Give again the lines from the line with "Phrase: red strawberry" to the last line of the records, exactly and in full. Do not carry over any pictures.

— start of Record list —

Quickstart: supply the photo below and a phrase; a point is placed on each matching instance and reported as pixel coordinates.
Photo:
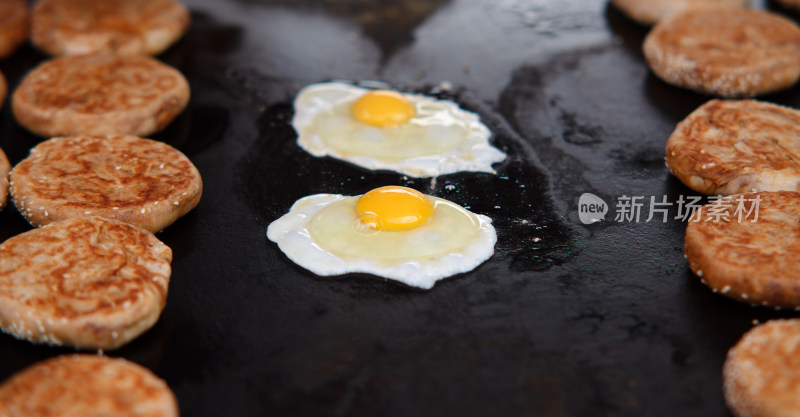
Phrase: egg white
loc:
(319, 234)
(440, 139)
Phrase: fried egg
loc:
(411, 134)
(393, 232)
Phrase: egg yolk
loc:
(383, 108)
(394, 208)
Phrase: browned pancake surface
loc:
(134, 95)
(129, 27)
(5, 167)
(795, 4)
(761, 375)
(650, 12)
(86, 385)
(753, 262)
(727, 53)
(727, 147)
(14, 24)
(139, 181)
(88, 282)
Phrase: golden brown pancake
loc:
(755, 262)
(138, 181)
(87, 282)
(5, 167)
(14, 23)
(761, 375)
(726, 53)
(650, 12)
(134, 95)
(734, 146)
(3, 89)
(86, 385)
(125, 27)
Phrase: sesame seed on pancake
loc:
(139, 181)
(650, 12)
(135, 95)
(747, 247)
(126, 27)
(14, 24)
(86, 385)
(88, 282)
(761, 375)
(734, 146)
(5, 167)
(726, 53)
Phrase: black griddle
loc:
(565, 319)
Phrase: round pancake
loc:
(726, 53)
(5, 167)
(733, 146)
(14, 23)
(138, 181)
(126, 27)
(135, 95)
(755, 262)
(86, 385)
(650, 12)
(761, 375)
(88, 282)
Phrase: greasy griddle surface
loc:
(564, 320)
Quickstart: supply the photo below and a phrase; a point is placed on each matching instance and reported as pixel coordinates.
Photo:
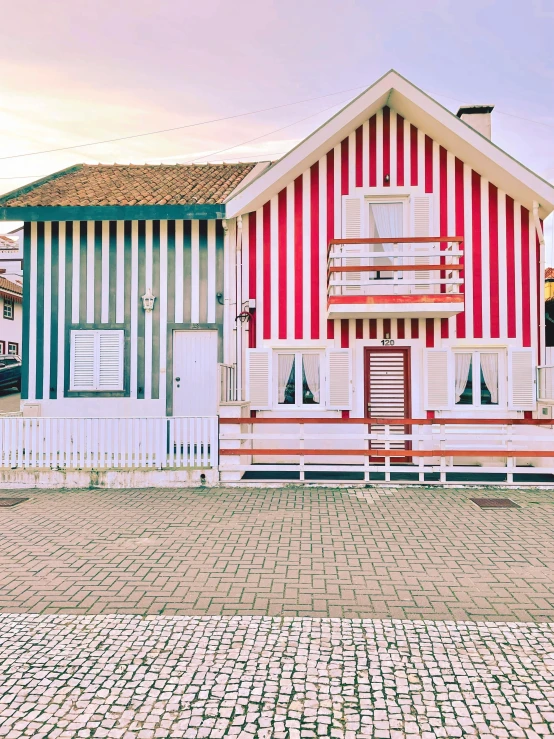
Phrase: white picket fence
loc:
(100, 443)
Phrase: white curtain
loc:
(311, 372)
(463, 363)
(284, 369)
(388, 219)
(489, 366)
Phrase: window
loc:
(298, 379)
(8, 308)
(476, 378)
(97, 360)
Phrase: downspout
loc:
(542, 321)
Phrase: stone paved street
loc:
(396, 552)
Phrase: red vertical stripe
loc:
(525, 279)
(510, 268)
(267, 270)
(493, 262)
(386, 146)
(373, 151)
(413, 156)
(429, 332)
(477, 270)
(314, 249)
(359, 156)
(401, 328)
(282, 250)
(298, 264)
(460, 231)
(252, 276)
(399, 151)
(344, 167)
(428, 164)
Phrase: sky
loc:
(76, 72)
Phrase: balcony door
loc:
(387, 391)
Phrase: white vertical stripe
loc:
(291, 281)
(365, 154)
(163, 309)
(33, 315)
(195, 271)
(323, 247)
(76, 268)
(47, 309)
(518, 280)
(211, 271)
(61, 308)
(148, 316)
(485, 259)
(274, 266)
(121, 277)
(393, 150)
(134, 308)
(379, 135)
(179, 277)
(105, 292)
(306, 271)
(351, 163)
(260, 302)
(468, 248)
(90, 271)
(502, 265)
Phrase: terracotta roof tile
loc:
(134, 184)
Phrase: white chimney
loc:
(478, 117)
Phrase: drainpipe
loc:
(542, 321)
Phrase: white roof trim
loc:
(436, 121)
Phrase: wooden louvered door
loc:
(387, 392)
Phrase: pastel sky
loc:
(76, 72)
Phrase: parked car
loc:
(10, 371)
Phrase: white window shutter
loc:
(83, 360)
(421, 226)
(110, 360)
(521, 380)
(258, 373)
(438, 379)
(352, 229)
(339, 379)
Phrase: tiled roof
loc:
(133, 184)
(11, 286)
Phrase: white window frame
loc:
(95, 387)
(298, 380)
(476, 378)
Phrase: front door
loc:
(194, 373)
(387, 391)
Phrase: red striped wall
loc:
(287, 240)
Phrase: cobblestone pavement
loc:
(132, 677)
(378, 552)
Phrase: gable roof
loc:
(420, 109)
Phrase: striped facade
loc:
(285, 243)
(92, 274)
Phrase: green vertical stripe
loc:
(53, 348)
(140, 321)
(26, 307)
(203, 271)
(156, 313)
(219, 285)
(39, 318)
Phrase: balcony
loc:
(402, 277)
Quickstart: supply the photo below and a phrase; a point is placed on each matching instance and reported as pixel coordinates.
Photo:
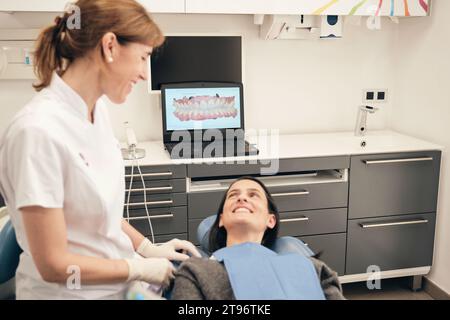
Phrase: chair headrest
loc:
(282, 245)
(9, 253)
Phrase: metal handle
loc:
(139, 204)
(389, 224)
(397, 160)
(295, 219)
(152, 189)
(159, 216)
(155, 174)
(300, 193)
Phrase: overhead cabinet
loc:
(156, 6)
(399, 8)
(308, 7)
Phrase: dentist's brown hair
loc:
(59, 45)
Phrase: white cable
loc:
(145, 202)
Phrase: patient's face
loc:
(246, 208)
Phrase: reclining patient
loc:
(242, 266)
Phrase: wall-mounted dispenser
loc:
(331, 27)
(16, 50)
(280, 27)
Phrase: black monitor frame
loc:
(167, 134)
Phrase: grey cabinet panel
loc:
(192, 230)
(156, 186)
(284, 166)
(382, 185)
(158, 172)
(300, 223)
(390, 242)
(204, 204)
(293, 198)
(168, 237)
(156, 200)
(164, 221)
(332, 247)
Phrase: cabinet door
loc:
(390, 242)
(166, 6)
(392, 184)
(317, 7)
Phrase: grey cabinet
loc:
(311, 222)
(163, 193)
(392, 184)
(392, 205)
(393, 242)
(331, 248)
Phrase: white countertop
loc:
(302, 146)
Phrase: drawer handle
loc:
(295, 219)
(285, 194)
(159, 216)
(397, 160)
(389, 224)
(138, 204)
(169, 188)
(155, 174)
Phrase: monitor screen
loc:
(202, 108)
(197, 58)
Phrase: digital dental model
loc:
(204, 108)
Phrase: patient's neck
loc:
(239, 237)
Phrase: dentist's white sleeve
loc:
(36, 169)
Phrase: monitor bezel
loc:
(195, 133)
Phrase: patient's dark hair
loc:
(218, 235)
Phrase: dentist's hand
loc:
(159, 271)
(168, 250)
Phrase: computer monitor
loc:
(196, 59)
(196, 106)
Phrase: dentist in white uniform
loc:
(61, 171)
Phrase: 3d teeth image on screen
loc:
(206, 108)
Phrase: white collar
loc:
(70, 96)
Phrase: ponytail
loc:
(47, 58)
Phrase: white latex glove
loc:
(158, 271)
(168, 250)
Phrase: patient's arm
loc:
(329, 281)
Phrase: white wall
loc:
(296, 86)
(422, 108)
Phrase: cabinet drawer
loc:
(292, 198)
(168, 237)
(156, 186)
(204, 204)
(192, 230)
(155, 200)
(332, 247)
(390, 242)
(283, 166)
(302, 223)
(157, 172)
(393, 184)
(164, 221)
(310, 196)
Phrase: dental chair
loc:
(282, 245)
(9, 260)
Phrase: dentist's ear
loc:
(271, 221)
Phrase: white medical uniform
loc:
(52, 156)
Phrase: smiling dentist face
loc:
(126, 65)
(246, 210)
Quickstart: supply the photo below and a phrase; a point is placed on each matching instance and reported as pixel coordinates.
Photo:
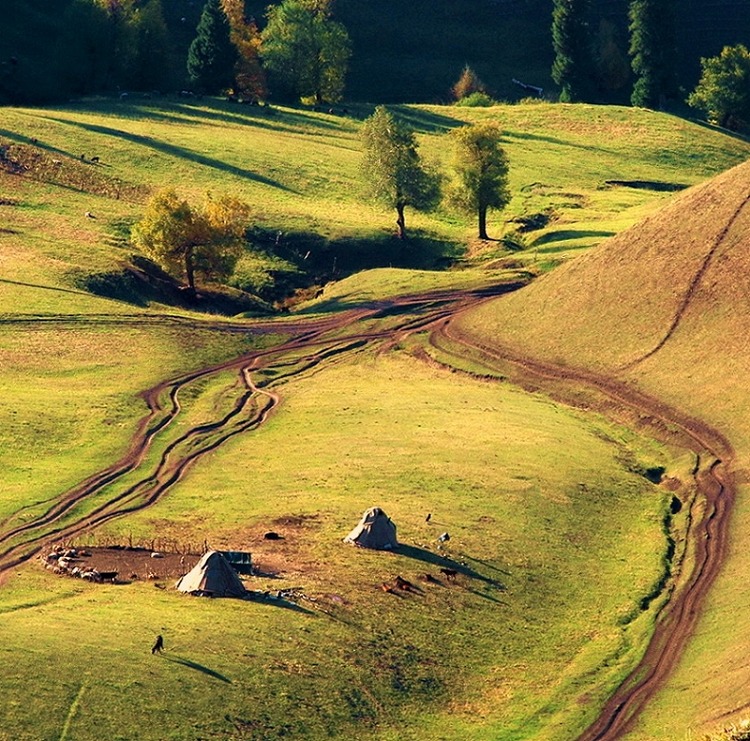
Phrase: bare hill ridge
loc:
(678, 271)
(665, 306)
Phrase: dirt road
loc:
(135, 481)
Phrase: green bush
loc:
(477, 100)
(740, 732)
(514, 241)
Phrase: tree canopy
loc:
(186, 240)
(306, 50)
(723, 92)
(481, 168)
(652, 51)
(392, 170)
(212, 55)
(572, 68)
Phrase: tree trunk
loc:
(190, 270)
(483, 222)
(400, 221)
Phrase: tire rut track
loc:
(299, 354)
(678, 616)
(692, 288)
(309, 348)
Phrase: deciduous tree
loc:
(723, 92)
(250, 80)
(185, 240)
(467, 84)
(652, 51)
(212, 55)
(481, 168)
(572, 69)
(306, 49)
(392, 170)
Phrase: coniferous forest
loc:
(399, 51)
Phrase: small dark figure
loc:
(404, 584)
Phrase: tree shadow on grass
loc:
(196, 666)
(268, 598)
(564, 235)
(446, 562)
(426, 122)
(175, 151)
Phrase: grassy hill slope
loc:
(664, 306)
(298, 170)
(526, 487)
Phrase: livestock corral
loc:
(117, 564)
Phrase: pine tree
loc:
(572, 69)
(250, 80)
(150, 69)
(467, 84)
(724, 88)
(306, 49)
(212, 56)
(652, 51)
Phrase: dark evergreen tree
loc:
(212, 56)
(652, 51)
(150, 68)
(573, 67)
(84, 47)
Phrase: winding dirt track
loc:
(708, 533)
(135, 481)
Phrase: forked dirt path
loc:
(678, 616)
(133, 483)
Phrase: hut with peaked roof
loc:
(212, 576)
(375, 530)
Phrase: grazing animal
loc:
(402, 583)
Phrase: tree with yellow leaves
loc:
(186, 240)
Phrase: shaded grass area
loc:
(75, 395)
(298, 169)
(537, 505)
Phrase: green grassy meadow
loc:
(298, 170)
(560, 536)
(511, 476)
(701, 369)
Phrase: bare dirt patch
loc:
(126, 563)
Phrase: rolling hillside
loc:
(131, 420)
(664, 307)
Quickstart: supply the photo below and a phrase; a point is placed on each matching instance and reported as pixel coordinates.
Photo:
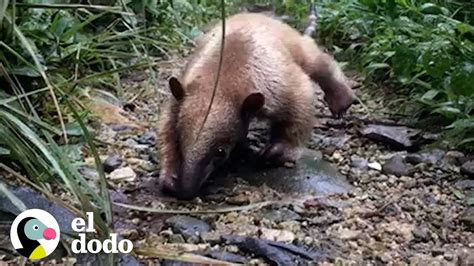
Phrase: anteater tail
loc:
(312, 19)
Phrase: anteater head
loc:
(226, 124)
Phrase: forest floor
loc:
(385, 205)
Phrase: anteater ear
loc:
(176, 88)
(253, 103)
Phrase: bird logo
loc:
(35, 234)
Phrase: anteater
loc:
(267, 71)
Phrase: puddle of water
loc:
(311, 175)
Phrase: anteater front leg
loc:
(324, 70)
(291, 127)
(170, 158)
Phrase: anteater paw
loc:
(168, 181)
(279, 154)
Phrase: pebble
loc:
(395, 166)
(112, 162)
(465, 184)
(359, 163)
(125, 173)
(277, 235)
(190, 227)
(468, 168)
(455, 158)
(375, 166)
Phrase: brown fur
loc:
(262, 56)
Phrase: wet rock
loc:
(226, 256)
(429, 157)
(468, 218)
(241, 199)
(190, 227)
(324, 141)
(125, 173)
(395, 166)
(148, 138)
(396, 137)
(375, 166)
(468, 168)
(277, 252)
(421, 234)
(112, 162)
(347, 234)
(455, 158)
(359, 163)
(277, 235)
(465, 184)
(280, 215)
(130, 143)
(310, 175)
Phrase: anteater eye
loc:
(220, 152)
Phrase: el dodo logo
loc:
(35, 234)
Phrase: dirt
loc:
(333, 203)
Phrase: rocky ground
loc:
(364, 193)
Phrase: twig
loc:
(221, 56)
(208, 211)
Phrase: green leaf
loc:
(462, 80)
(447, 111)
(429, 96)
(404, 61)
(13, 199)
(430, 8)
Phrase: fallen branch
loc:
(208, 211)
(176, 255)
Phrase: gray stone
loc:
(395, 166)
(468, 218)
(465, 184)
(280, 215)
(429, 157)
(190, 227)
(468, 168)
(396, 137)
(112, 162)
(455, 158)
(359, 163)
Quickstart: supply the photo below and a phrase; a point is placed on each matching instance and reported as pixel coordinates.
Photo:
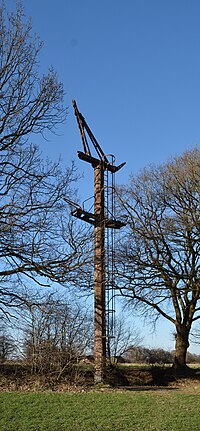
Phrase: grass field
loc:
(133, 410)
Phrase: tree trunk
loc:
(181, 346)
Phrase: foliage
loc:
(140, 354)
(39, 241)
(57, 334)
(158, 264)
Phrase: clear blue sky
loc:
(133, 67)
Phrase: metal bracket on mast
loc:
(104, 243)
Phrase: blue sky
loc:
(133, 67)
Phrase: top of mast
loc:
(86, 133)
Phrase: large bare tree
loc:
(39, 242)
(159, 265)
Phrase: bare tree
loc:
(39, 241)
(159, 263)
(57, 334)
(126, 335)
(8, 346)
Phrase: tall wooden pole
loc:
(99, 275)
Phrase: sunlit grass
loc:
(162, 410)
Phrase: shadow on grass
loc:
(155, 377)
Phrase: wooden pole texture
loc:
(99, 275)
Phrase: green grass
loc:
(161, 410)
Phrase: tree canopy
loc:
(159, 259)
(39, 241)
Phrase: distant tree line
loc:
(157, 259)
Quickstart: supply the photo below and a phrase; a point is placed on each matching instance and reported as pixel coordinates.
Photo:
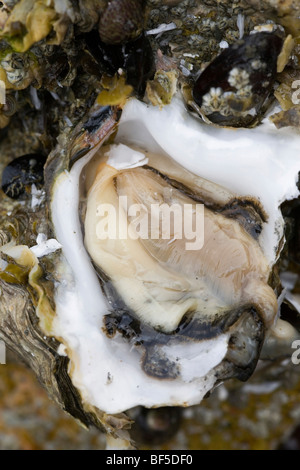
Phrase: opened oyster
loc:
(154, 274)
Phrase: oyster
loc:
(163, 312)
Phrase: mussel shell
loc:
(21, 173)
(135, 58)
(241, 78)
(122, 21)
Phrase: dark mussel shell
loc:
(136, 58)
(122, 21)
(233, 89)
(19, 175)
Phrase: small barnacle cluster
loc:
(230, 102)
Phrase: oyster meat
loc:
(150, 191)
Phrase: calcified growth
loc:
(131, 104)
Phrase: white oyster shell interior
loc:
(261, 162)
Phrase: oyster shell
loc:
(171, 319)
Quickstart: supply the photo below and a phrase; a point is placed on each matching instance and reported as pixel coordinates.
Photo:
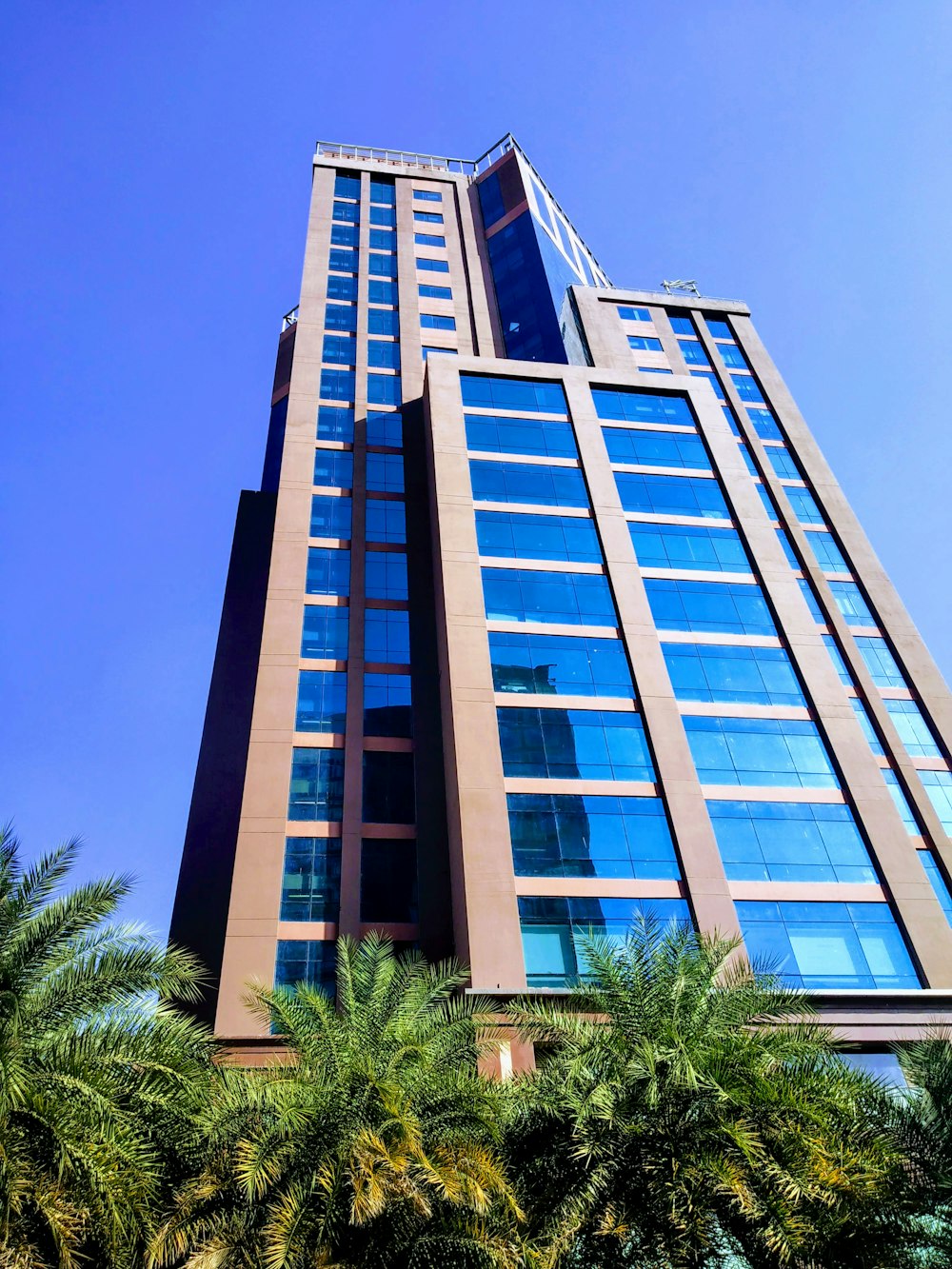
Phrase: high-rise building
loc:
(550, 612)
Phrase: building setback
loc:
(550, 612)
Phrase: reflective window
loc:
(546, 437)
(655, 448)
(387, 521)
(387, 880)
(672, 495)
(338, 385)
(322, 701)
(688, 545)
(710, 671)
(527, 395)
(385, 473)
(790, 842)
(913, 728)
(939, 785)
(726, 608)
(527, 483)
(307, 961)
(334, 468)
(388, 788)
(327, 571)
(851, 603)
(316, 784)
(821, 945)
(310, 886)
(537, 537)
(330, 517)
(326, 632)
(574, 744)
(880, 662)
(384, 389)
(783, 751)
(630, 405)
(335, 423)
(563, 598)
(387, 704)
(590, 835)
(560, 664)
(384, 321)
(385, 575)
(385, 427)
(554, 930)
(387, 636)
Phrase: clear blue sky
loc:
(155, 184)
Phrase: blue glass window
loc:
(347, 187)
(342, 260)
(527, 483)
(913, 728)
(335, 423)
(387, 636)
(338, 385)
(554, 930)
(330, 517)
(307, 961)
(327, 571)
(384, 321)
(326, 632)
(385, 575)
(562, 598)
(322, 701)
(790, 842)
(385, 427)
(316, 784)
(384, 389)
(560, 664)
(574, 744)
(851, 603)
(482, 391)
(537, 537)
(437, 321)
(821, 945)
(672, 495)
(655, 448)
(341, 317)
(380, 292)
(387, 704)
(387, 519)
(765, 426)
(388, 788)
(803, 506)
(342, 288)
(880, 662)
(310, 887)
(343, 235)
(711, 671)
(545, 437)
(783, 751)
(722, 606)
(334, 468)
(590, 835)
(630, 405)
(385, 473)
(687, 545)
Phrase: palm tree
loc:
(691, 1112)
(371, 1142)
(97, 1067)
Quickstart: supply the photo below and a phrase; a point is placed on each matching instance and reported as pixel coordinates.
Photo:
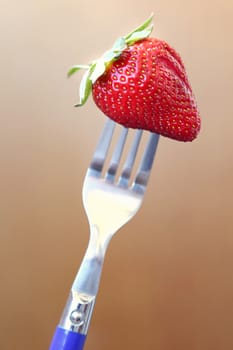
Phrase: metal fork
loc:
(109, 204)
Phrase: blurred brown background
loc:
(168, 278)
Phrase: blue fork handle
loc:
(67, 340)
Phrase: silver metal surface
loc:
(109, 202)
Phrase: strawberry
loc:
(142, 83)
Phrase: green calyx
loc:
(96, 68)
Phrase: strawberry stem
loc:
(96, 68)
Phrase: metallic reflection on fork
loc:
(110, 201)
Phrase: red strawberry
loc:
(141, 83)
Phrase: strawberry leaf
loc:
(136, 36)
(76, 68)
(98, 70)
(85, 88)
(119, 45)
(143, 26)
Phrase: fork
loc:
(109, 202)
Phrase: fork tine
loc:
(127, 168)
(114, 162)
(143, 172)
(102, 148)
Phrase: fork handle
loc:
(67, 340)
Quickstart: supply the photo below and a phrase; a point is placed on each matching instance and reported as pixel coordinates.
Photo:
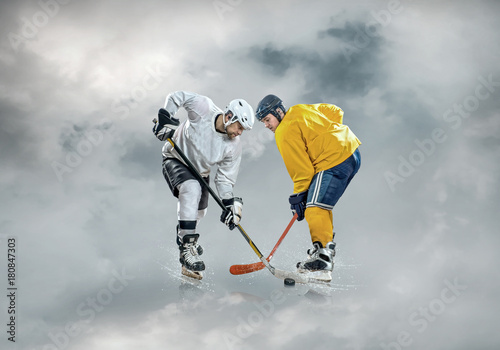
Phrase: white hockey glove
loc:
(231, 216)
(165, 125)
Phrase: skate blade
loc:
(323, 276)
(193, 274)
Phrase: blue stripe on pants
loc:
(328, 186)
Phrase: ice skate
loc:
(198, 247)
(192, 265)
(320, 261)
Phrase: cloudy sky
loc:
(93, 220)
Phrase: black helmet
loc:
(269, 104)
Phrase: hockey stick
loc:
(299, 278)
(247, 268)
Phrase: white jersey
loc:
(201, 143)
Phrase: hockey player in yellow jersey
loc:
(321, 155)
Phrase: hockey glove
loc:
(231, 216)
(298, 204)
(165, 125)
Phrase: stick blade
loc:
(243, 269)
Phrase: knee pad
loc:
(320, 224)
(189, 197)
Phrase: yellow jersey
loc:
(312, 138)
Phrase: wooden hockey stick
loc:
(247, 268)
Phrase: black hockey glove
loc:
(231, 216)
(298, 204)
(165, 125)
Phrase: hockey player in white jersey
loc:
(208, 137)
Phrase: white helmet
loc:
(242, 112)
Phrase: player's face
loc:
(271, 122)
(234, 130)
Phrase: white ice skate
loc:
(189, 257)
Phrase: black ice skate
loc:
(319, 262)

— end of Record list —

Answer for the task:
Phrase: red strawberry
loc:
(141, 83)
Phrase: strawberry leaf
loc:
(136, 36)
(76, 68)
(98, 70)
(85, 88)
(119, 45)
(143, 26)
Phrase: fork
loc:
(109, 202)
Phrase: fork tine
loc:
(127, 168)
(114, 162)
(143, 172)
(102, 148)
Phrase: fork handle
loc:
(67, 340)
Quickstart: supply the photo below and a phrase; a point is placed on each matching instance and reported as pixel coordinates.
Photo:
Phrase: white hockey glove
loc:
(231, 216)
(165, 125)
Phrase: skate blade
loc:
(323, 276)
(193, 274)
Phrase: blue stripe on pants
loc:
(328, 186)
Phrase: ice skate
loc:
(198, 247)
(192, 265)
(320, 261)
Phrase: cloudy sky
loc:
(93, 220)
Phrase: black helmet
loc:
(269, 104)
Phrase: hockey stick
loc:
(299, 278)
(247, 268)
Phrase: white jersey
loc:
(201, 143)
Phrase: hockey player in yellow jersey
loc:
(321, 155)
Phrase: hockey glove
loc:
(231, 216)
(298, 204)
(165, 125)
Phrase: stick blade
loc:
(243, 269)
Phrase: knee pad
loc:
(320, 224)
(189, 197)
Phrase: yellow jersey
loc:
(312, 138)
Phrase: wooden hockey stick
loc:
(247, 268)
Phrase: black hockey glove
loc:
(231, 216)
(298, 204)
(165, 125)
Phrase: hockey player in white jersey
loc:
(208, 137)
Phrase: white helmet
loc:
(242, 112)
Phrase: player's face
loc:
(271, 122)
(234, 130)
Phrase: white ice skate
loc:
(189, 257)
Phrase: black ice skate
loc:
(319, 262)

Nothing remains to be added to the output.